TASK ITEM. Give all of the data again exactly as written, omitting every image.

DATA.
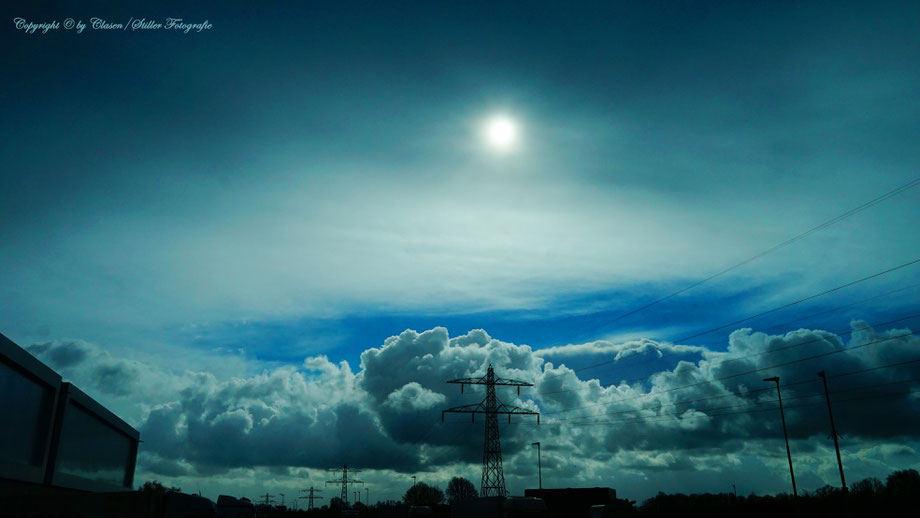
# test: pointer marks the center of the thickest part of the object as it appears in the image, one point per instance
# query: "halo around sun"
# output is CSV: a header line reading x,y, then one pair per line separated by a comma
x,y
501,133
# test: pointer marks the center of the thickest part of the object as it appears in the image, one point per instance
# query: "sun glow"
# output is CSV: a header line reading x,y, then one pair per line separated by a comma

RESPONSE.
# test: pointer marks the center of the thickest part of the object as it appears in the image, one point per instance
# query: "halo around sun"
# output is CSV: a header line reading x,y, then one pair per line separated by a comma
x,y
501,133
# test: pointer marks the center of the thickest part of the object as it appears in the image, one point per instance
# query: "sun glow"
# output is CSV: a header line reading x,y, then one pair per line separated by a comma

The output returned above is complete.